- _Given request_
All of the records listed below should be retyped exactly.

- _Record excerpts_
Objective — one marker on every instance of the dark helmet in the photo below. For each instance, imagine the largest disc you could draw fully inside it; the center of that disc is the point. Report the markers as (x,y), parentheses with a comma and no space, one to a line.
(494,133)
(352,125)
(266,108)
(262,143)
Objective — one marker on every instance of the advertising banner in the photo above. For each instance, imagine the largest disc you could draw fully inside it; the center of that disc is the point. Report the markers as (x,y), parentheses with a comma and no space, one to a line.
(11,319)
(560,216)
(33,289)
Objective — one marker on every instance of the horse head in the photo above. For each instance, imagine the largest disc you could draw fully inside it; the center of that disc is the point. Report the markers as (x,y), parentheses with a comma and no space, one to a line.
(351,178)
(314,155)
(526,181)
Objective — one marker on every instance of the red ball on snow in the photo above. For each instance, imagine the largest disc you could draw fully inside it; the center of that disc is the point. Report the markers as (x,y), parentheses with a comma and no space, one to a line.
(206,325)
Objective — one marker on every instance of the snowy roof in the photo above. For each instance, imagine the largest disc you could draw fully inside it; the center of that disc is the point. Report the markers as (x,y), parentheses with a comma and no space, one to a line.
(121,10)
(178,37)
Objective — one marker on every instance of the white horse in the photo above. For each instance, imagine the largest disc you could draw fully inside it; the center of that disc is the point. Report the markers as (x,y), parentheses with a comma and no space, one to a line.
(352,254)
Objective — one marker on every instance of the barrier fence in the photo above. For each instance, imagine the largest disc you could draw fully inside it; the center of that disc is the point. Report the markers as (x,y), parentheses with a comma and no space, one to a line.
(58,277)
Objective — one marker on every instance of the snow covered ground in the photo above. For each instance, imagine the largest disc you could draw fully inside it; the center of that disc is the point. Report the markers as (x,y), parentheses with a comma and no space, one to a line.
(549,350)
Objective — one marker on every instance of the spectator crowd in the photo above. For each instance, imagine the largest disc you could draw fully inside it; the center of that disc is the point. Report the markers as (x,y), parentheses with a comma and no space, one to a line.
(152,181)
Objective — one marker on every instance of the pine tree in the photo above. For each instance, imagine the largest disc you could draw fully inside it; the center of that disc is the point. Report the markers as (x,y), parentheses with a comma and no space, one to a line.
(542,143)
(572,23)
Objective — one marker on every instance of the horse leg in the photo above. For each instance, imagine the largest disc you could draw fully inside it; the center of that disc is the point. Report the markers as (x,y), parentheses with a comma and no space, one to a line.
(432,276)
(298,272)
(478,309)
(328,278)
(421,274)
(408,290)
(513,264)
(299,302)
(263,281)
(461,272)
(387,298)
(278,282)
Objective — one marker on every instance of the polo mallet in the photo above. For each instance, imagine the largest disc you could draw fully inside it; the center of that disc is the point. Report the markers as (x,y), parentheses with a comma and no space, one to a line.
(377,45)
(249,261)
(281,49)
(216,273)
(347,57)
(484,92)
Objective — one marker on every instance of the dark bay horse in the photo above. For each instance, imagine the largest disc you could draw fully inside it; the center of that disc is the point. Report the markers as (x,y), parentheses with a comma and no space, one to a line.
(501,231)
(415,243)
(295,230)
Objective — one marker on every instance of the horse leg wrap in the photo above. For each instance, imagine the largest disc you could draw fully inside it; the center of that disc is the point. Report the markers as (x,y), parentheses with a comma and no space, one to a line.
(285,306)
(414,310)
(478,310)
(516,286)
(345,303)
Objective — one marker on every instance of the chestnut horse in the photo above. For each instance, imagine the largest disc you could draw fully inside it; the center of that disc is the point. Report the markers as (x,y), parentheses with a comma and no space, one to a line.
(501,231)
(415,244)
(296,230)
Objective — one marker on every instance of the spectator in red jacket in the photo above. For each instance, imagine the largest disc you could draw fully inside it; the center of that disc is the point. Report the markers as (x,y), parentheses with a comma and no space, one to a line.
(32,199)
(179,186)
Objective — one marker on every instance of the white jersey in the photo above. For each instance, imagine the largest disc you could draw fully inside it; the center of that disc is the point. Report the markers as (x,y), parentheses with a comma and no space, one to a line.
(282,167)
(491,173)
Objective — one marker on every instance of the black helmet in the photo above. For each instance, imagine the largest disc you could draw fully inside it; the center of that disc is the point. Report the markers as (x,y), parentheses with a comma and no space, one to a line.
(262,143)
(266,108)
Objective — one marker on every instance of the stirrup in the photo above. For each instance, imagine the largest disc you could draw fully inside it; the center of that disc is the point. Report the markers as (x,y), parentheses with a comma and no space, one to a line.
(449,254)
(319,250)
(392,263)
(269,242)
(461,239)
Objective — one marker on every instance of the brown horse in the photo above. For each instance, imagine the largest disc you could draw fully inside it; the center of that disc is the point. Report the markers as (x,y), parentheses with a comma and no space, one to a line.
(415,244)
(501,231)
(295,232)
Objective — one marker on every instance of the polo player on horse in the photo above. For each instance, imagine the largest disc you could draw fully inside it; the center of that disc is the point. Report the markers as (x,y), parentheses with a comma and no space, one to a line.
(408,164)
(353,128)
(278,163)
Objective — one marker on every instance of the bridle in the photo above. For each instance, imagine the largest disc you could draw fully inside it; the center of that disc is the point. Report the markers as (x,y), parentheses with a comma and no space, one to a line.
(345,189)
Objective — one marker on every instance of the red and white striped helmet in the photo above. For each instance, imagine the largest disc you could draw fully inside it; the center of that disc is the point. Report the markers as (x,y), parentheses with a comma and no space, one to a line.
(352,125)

- _Output of the exercise_
Objective — one marker on every instance of the dark helmet in the photo below. For each instance, imagine the largest disc you could draw fully inside it; the center of that disc is the point. Report the markers as (x,y), parentheses with a comma and no space, one to a line.
(494,133)
(352,125)
(266,108)
(262,143)
Objective — one marker on every instance of the advertising banner in the photo above. For each instance, imagine the largest disc you could draw fully inside it; the center of that disc is the point. Report the markers as (x,y), parentheses with a comma and no space, one to a line.
(11,319)
(560,216)
(33,289)
Objective — one marker on every instance of the horse head in the photo above. For each instance, imagine the largest disc you could draw fully inside it; the center of that disc is the point. Report the markers as (x,y), parentheses with a comma and no space, one to a line.
(351,178)
(314,155)
(526,181)
Objective — one marker on every instance of the red ball on snow in the photo above. For each instance, imagine the largest disc you could draw fully inside it; the center of that disc is the point. Report the markers as (x,y), parentheses with a comma and no space, one to a line.
(206,325)
Objective — one marker on every instance of the snowy roof in the photo above. For each instance, imagine the largest disc you could draw fully inside it; the center of that disc is the point. Report the markers as (x,y), parentheses with a comma and no space, one to a line.
(121,10)
(178,37)
Objective — one marker on every instance of the white horse in the photo above. For each instance, imagine the largest disc you could draw fully inside it; the center of that disc is the point. Report the markers as (x,y), parentheses with a comma and no space, one to a line.
(352,254)
Objective — one marker on every instance of the barrier fence in the photo above. For each instance, imagine the largest disc you could draw fully inside it; the center of that disc is the point. Report the markers as (x,y), parentheses with a comma and no space, one to a line.
(58,277)
Objective — one marker on every instance of the snow covered ground in the photo above. For each instance, imagine the largest disc you could draw fully inside it; the center of that disc is the point. Report the markers as (x,y), parentheses with a comma and no space, one to a line.
(549,350)
Objective — one marker on every instance of the spectator crowd in the photo above. For each instance, imagine the largest disc you could draw fully inside it; the center of that disc is the point. Report the markers as (x,y), parentheses with a comma and no space, one to a line.
(152,181)
Objective — one marker on every instance of the pine tree in the photo above. For each instance, imagine the largest disc you could draw fully inside it; the center of that disc is the point. Report the markers as (x,y), parentheses with a comma and no space, one to a line.
(542,143)
(572,23)
Objective — one marker on every instance of the horse leg in the photo above. For each instance, imagine the largest disc you could draw fully inside it; the center of that disc is the point. Report the markers as (x,y), parentheses with a comma and no space, one to a line.
(432,276)
(298,272)
(478,309)
(328,278)
(421,274)
(408,290)
(513,264)
(299,302)
(263,281)
(461,272)
(387,298)
(278,282)
Objective — one marker on every instance of the polo mallet in the photo above. For each instance, imagine the largest disc you could draw fully inside it; the center of that disc is the point. Report the markers as (x,y), parentheses with a comma and no space, one to a line.
(377,45)
(249,261)
(281,49)
(216,273)
(347,57)
(484,92)
Objective — one marker on every instance of the dark bay horse in the photo above. For each instance, imagine the largest disc you could draw fully inside it; the center of that disc is the point. Report the markers as (x,y), parentheses with a comma and no space, one to a line.
(501,231)
(415,243)
(295,230)
Objective — one marker on every instance of the horse leg wrap in the photo above. For each instance, imagine the largest disc you could draw fully inside it; the center of that disc is the point. Report the markers as (x,y), parentheses with a comma and no space, one to a line.
(285,306)
(414,310)
(478,310)
(516,286)
(345,303)
Objective — one marker on every instance of the chestnut horse in the photo above. For each instance, imagine the largest disc you could draw fully inside it; the center of that disc is the point. Report the markers as (x,y), parentheses with a comma and no space, one to a line.
(501,231)
(415,244)
(296,230)
Objective — one marker on every instance of the spectator in red jacket in the photo above. For each instance, imagine the largest disc you could draw fully inside it; the center of that disc is the point. Report the markers as (x,y), parentheses with a comma and no space, one to a line.
(32,199)
(179,186)
Objective — one marker on every instance of the white jersey in the photo above. For each instance, imagine the largest disc you could draw fully inside it; the center of that disc is the point. Report the markers as (x,y), parentheses with a comma and no space, one to a line.
(282,167)
(491,173)
Objective — one marker on every instance of the black helmet in the photo above. For each instance, imagine the largest disc you could draw fully inside it; the center of that disc is the point. Report the markers as (x,y), parentheses with a comma and no space, one to a line.
(262,143)
(266,108)
Objective — one marker on every instance of the stirrup in the photo above. For each instance, imagine the largest disc you could draw fully inside it; the center of that disc is the point. Report the markers as (x,y), parentheses with a comma and no space, one to a line.
(449,254)
(319,250)
(392,263)
(269,242)
(461,239)
Objective — one marker on every instance of the brown horse in the photo above. For each instance, imagine the largest disc you could draw fully inside it; the center of that disc is the point. Report the markers as (x,y), parentheses with a comma and no space, one to a line.
(415,244)
(501,231)
(295,232)
Objective — one marker on every instance of the polo player on horse in the photo above. For each instance, imagine the largest disc you could draw fully inside it; the center of that disc is the point. Report the markers as (x,y), parentheses with a comma and no space, one to a line.
(408,164)
(353,128)
(278,163)
Objective — one marker on every instance of the bridle in the photo above. For each instance, imagine the largest disc you could draw fully inside it; the center of that disc is the point. Report the markers as (x,y), parentheses with a comma and no space, one to a line.
(345,189)
Objective — one marker on every instance of the red and white striped helmet in the photo above. For each instance, imagine the largest disc you could draw fully inside it; the center of that disc is the point. Report the markers as (x,y), parentheses with a comma and no space, one to a line.
(352,125)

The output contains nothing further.